## [Stated problem]
Reproduce all of the following records verbatim, line for line.

(Object detection data)

§ §

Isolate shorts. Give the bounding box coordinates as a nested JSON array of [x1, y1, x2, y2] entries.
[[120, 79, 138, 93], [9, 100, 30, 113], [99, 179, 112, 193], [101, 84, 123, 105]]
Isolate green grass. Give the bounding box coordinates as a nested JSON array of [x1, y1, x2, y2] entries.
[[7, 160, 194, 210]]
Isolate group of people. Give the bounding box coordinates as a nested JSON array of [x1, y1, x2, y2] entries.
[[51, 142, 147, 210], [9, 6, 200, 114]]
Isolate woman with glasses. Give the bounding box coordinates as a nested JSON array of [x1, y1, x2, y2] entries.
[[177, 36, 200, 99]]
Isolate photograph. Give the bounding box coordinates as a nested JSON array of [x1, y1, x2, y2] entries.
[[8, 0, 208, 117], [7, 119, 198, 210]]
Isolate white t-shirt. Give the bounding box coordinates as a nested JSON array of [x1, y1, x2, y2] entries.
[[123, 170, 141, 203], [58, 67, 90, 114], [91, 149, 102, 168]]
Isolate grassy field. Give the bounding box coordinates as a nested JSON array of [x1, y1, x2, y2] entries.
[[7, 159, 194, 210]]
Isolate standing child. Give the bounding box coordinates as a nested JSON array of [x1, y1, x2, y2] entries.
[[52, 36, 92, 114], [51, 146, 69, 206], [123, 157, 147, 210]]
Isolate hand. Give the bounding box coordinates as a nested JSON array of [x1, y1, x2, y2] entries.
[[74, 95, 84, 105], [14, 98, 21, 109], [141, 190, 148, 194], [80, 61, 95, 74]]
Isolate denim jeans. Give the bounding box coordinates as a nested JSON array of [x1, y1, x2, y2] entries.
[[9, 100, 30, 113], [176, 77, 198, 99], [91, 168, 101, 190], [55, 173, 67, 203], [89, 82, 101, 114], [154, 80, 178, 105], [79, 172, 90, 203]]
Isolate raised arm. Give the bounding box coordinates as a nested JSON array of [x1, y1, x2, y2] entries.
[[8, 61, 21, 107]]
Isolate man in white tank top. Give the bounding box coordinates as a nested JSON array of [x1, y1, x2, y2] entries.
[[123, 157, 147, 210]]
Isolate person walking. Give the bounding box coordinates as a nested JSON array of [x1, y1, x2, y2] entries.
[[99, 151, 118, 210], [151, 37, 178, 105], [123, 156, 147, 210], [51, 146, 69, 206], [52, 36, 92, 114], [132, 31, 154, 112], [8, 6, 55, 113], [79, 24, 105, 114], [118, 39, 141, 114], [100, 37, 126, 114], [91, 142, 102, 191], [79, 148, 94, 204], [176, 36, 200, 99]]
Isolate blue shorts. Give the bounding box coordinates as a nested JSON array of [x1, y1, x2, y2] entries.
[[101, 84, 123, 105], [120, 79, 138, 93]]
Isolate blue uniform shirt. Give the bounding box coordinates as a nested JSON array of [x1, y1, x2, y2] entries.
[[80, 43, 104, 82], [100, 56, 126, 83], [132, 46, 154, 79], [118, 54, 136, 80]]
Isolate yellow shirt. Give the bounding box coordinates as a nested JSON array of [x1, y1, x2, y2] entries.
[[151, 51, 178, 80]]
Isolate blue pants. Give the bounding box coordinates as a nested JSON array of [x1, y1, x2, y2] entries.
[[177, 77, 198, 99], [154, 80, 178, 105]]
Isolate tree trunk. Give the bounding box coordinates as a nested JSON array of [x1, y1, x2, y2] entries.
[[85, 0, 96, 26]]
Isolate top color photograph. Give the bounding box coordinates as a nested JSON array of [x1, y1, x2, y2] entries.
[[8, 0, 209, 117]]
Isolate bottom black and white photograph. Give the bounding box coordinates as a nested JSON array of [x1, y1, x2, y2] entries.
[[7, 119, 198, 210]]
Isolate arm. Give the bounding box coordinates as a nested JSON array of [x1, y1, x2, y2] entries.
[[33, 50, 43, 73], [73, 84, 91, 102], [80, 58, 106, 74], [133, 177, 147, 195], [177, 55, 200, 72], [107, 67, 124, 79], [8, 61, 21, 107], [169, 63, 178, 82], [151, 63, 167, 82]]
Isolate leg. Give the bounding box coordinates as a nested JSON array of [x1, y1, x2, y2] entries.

§ §

## [Final result]
Isolate shorts. Give the bounding box coordinates as a nested JSON array of [x1, y1, x2, y2] entries.
[[120, 79, 138, 93], [9, 100, 30, 113], [99, 179, 112, 193], [101, 84, 123, 105]]
Isolate green grass. Give the bounding box coordinates as a nested JSON array of [x1, y1, x2, y2] entries.
[[7, 160, 194, 210]]
Isolate group of people. Give the bounding box coordinates as a nested JSON array of [x1, y1, x2, y2] entries.
[[51, 142, 147, 210], [9, 6, 200, 114]]
Isolate woman with glasses. Give the bounding box coordinates as a nested JSON array of [x1, y1, x2, y2] entries.
[[177, 36, 200, 99]]
Isolate photograph. Give the bounding box coordinates as a nested JSON array of [x1, y1, x2, y2] entries.
[[8, 0, 208, 117], [7, 119, 198, 210]]
Isolate white t-shirt. Give the bounding box coordinates as a nested JSON array of [x1, y1, x2, y2] entries.
[[123, 170, 141, 203], [58, 67, 90, 114], [91, 149, 102, 168]]
Isolate grassy field. Give the bounding box coordinates as a nested JSON array of [x1, y1, x2, y2] entries.
[[7, 159, 194, 210]]
Isolate standing child. Give the bounding box coordinates as a nested JSON array of [x1, y1, x2, y2] entries.
[[52, 36, 92, 114], [51, 146, 69, 206], [123, 157, 147, 210]]
Isolate hand. Give the bounding box coordinates as a nested JSON array of [x1, y1, x2, y2] entries.
[[74, 95, 84, 105], [14, 98, 21, 109], [141, 190, 148, 194], [80, 61, 95, 74]]
Isolate denim jeans. Give the bounding box coordinates as a nested JSON array of [x1, y1, x2, y2] entries.
[[9, 100, 30, 113], [176, 77, 198, 99], [91, 168, 101, 190], [55, 173, 67, 203], [89, 82, 101, 114], [154, 80, 178, 105], [79, 172, 90, 203]]
Isolate raised arm. Give the bounding box coordinates as a nested JSON array of [x1, y1, x2, y2] entries.
[[8, 61, 21, 107]]
Isolate man in white tank top. Give the bounding box coordinates as a nested JSON array of [x1, y1, x2, y2] entries.
[[123, 157, 147, 210]]
Isolate person walking. Give the bounding box coordinates as a nested JSON array of [x1, y1, x2, y2] entries.
[[99, 151, 118, 210], [151, 37, 178, 105], [123, 156, 147, 210], [51, 146, 69, 206], [52, 36, 92, 114], [132, 31, 154, 112], [8, 6, 55, 113], [79, 24, 105, 114], [118, 39, 141, 114], [100, 37, 126, 114], [91, 142, 102, 191], [79, 148, 94, 204], [176, 36, 200, 99]]
Isolate blue shorts. Give the bounding box coordinates as a nested JSON array of [x1, y1, x2, y2] entries.
[[101, 84, 123, 105], [120, 79, 138, 93]]
Isolate blue uniform shirt. Give the bounding box coordinates as a nested JSON array of [x1, y1, x2, y2] entries.
[[80, 43, 104, 82], [100, 56, 126, 83], [132, 46, 154, 79], [118, 54, 136, 80]]
Isolate yellow shirt. Give the bounding box coordinates as a nested JSON array of [x1, y1, x2, y2] entries.
[[151, 51, 178, 80]]
Isolate blue pants. Give the bounding box coordinates as a nested JSON array of [x1, y1, x2, y2] entries.
[[177, 77, 198, 99], [154, 80, 178, 105]]
Isolate tree trunk. Give the bounding box coordinates as a nested JSON array of [x1, y1, x2, y2] entries.
[[85, 0, 96, 26]]
Isolate top color photograph. Give the bounding box coordinates as a nested JSON array of [x1, y1, x2, y2] entries.
[[8, 0, 209, 117]]
Isolate bottom black and white photograph. Give the bounding box coordinates as a nested JSON array of [x1, y1, x2, y2] entries.
[[7, 119, 198, 210]]
Isolate arm. Give the bounding box coordinates as a nested JSON array of [x1, y1, x2, y2] entries.
[[33, 50, 43, 73], [73, 84, 91, 102], [80, 58, 106, 74], [133, 177, 147, 195], [177, 55, 200, 72], [107, 67, 124, 79], [8, 61, 21, 107], [169, 63, 178, 82], [151, 63, 167, 82]]
Isolate leg. Give the bounding box coordinates as a nested JSON array of [x1, y1, x2, y2] entries.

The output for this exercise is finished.